Turn every line of the entries below into a numbered list, leaving out any blank lines.

** start of Task material **

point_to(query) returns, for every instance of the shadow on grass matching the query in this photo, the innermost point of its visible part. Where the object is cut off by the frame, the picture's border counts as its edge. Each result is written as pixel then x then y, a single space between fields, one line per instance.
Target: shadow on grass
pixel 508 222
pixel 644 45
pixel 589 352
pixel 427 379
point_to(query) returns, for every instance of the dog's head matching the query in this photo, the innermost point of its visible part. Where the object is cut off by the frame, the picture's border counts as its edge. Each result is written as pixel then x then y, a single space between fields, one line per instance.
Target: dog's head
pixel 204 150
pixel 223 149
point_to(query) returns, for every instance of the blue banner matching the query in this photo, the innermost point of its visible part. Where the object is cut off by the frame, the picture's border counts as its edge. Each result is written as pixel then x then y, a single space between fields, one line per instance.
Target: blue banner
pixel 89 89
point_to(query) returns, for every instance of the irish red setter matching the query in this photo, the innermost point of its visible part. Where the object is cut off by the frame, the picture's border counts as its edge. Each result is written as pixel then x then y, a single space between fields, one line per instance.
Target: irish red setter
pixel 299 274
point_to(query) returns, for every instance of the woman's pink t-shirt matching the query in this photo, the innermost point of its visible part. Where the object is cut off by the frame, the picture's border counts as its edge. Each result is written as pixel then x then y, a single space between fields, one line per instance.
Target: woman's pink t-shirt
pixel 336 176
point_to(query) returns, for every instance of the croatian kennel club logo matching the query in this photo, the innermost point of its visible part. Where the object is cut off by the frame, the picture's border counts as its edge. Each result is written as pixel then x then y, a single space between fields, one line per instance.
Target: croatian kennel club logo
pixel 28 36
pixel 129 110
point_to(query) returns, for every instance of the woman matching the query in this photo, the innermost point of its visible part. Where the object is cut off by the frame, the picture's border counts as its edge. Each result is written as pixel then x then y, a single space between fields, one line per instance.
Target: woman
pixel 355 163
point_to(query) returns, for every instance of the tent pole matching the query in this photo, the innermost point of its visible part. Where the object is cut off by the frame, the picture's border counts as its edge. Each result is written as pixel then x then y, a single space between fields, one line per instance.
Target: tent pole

** end of Task material **

Finished answer »
1. point_to(query) returns, for every instance of the shadow on grass matching the query in this photo, the innermost point of its visible part. Where the object is cut off by the frame, the picture's border counts as its edge. Each result is written as pixel then x then y, a single space between fields, one line per instance.
2. Target: shadow on grass
3. pixel 508 222
4. pixel 644 45
5. pixel 589 352
6. pixel 427 379
7. point_to(query) returns, for every instance of the dog's head matching the query in this photo, the innermost point of its visible part. Where the object is cut off by the frame, the picture's border counts as its edge. Each result is written as pixel then x then y, a single space between fields, one line per instance.
8. Target: dog's head
9. pixel 204 150
10. pixel 223 149
11. point_to(query) returns, for every instance of the blue banner matching the query in this photo, the innermost point of its visible part. Where the object is cut off by the frame, the picture's border counts as its edge. Each result is written as pixel then x then y, a single space between fields, one line per instance.
12. Target: blue banner
13. pixel 89 89
14. point_to(query) returns, for every instance of the irish red setter matching the query in this photo, the innermost point of its visible part. Where the object is cut off by the frame, the picture's border counts as its edge. Each result is written as pixel then x then y, a single space between fields, one line per instance.
15. Target: irish red setter
16. pixel 299 274
17. point_to(query) returns, for every instance of the woman's pink t-shirt matching the query in this photo, the innermost point of its visible part. Where the object is cut off by the frame, the picture's border counts as its edge. Each result is written as pixel then x then y, a single space between fields, one line per instance.
18. Target: woman's pink t-shirt
19. pixel 336 176
20. point_to(query) returns, for every instance of the croatian kennel club logo matching the query in this photo, the innermost point of its visible part. Where the object is cut off by the frame, the picture's border counts as its edge. Each result is written as pixel then x then y, a single space between fields, one line per instance.
21. Target: croatian kennel club logo
22. pixel 28 36
23. pixel 129 110
24. point_to(query) returns, for every instance of the woman matching the query in this photo, the innermost point of its visible part. Where the object is cut off by the frame, the picture's border counts as its edge. Each result is written as pixel then x then y, a single space between fields, one line per instance.
25. Target: woman
26. pixel 355 163
27. point_to(query) returns, for every instance of the tent pole matching the query in this photo, the innermost point of its visible part. Where the object is cut off by the frame, the picture's border counts as its edge. Each result is written as pixel then x then y, a single space between fields, one line per instance.
28. Target: tent pole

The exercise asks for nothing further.